• **WHAT YOU ARE ASKED TO DO**
Gather every line of the data below that contains the word "sneaker", and copy each one.

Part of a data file
+-------+
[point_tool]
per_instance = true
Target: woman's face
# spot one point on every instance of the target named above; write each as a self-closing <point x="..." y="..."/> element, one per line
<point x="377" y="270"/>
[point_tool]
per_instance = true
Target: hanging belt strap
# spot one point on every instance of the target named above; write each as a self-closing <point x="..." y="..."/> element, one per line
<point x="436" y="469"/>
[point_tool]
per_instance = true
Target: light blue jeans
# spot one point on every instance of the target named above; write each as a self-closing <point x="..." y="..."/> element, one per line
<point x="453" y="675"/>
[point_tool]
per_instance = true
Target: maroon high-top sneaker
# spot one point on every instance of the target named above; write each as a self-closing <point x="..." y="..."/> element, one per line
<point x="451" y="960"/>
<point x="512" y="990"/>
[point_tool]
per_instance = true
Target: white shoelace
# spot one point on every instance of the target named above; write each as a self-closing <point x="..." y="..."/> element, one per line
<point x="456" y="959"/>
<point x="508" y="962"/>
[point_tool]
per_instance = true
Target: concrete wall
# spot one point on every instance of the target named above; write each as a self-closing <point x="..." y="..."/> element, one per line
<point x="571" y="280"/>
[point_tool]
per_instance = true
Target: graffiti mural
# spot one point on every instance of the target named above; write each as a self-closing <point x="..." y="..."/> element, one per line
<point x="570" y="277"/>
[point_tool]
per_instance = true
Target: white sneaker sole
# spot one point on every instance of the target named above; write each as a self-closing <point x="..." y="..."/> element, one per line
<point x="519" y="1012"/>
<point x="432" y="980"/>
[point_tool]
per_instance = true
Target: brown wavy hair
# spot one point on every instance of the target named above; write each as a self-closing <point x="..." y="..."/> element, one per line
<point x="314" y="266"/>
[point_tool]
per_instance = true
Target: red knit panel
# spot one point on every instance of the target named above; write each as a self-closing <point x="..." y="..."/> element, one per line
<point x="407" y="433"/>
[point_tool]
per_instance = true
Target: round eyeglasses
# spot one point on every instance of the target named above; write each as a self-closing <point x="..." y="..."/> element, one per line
+-------+
• **CORRECT OUTPUT**
Target: maroon high-top sneaker
Target: white sneaker sole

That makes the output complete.